● **WORK ITEM**:
What do the lines say from the one containing "Objective — one point per instance of the overcast" to the end of the records? Restate them word for word, and only those.

[Items from a data source]
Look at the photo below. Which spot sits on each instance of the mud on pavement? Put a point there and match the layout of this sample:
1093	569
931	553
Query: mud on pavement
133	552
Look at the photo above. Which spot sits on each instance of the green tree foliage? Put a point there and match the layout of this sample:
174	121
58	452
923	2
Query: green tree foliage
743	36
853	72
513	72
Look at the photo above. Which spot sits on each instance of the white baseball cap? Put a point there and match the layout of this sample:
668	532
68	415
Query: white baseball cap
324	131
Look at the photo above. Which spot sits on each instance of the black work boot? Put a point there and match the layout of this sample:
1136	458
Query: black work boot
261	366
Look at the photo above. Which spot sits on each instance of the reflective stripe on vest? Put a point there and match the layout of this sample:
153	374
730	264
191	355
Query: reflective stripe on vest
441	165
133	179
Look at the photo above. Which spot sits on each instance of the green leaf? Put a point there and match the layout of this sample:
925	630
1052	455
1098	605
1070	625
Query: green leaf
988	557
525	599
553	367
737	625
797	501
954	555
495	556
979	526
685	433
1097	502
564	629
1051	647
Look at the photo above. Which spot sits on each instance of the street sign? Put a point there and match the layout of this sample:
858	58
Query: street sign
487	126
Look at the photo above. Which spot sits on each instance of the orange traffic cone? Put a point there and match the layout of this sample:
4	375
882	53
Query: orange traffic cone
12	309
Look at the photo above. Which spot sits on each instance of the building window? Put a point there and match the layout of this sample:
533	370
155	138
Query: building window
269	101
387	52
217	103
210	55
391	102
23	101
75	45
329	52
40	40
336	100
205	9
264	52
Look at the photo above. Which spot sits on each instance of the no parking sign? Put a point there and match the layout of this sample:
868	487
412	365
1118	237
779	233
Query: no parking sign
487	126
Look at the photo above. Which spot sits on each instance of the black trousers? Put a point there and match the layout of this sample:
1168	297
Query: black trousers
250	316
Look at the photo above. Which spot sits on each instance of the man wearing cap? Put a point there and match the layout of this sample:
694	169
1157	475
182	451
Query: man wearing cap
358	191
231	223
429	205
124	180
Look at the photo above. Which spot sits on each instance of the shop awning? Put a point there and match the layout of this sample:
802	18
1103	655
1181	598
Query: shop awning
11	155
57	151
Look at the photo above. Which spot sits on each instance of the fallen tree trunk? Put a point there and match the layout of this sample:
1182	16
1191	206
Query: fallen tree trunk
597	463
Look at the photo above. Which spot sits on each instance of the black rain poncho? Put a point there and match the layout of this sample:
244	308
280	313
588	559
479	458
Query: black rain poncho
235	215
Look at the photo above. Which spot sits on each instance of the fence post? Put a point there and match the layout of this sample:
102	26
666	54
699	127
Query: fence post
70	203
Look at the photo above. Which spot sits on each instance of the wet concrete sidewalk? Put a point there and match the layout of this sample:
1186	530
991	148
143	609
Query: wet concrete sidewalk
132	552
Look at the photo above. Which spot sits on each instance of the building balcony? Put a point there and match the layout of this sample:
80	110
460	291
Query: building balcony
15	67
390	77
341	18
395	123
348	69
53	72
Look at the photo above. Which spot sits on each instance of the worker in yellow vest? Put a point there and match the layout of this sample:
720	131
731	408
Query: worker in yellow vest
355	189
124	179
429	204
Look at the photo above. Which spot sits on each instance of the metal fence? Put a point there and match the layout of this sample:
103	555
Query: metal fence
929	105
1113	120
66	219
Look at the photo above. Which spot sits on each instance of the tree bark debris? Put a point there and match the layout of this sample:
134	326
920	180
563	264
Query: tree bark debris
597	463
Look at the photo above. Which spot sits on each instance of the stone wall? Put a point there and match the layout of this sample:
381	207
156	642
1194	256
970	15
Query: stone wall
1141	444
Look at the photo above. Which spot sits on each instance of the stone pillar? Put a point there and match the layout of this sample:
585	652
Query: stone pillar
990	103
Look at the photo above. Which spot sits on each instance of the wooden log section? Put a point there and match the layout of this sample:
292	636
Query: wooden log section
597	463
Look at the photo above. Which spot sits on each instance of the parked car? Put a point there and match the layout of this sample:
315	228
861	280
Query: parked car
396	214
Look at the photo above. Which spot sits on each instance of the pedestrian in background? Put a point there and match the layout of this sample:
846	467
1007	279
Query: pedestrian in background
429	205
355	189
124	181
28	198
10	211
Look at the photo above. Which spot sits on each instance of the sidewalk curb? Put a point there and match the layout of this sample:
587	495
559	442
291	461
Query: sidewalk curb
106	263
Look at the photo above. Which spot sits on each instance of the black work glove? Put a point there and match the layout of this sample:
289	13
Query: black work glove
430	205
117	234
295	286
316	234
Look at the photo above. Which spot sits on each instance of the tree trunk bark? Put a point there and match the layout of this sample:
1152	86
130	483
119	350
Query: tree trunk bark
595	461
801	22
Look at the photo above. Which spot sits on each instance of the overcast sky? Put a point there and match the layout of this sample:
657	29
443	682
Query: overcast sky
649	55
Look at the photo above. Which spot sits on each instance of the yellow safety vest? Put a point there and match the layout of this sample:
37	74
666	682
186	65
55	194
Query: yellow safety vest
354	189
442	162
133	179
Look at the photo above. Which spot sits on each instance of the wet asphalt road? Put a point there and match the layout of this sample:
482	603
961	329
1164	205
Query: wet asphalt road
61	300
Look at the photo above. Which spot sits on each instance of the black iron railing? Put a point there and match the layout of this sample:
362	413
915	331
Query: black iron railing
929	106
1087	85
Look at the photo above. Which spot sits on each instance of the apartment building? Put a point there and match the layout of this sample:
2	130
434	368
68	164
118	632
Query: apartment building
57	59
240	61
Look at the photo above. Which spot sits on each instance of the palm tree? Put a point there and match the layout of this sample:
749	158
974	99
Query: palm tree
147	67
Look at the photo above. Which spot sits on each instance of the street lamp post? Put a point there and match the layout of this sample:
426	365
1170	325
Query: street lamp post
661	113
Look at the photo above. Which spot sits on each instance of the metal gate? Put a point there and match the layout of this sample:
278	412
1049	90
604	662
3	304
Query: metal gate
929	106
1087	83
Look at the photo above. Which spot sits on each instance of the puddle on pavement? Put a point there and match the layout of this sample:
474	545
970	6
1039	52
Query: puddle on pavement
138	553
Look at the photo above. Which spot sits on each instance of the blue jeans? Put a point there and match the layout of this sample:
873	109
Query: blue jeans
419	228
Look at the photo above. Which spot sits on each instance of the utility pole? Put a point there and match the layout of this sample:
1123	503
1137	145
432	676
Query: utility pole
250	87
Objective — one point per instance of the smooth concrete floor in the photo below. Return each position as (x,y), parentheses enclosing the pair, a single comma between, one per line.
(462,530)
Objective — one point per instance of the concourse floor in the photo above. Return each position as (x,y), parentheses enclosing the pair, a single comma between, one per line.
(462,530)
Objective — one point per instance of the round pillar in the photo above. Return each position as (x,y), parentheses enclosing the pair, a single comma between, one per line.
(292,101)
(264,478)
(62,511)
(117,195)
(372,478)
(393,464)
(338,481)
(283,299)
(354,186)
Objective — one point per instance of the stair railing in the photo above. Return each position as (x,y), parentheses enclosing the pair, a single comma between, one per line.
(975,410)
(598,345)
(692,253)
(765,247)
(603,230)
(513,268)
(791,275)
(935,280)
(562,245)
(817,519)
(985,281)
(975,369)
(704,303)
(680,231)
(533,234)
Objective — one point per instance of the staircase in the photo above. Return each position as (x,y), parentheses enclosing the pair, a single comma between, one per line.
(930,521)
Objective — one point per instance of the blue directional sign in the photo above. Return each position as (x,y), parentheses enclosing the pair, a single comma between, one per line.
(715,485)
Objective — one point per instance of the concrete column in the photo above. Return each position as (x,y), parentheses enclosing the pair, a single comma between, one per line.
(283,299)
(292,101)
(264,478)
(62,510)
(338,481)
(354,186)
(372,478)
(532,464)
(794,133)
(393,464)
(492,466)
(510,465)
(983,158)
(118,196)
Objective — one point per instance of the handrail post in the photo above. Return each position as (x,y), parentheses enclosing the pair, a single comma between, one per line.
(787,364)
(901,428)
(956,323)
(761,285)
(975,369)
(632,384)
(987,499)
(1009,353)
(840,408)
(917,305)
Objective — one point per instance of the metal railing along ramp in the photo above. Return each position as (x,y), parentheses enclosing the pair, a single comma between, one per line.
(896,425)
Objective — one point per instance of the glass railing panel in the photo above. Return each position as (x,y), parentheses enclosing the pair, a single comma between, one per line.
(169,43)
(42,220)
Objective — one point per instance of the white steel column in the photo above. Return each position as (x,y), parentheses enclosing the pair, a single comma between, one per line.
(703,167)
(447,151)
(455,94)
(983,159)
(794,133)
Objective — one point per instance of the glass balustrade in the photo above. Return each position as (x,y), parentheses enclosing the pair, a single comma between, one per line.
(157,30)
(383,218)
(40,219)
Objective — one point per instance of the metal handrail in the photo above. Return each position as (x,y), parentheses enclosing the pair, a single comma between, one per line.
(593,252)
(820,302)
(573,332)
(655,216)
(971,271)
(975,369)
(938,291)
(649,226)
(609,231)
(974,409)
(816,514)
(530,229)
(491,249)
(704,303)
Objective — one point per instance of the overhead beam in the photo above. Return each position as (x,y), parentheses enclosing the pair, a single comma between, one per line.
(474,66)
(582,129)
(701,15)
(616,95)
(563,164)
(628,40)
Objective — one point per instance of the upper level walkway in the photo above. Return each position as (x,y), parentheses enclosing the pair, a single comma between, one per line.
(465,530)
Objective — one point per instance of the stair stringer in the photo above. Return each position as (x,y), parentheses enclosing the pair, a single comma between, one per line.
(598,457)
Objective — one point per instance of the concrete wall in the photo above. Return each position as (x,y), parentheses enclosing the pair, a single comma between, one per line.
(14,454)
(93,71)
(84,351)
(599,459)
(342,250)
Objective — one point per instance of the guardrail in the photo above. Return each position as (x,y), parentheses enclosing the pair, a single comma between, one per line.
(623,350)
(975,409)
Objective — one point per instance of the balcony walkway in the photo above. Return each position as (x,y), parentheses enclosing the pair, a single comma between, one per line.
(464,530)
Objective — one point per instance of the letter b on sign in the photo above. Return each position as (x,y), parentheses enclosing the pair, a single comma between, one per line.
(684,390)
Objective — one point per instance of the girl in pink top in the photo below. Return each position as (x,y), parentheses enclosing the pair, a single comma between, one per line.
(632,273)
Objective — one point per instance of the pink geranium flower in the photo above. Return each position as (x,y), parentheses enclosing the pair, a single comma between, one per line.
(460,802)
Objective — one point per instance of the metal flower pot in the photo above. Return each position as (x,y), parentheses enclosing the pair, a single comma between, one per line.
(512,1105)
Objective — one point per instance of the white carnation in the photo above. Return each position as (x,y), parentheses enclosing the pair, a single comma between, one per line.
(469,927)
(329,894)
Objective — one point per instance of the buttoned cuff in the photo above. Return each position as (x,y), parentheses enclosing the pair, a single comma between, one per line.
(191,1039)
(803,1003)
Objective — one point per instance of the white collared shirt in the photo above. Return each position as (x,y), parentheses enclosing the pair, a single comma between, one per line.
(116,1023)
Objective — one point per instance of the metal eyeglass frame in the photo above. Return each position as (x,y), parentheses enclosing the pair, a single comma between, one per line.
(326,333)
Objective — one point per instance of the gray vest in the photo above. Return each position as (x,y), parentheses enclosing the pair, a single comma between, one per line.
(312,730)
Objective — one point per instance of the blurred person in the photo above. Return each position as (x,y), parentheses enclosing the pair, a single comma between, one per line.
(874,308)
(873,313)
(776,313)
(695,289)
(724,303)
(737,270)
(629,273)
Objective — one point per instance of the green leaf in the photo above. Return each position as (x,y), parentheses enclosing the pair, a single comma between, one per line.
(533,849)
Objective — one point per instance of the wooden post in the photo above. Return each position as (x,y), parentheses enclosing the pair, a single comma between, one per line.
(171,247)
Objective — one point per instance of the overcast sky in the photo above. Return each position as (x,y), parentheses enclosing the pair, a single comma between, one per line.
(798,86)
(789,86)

● **EXERCISE RESPONSE**:
Objective — one point per instance of the overcast sky in the photo above. Return each position as (x,y), parentheses enclosing the pair, a single comma between, one per line.
(798,86)
(789,86)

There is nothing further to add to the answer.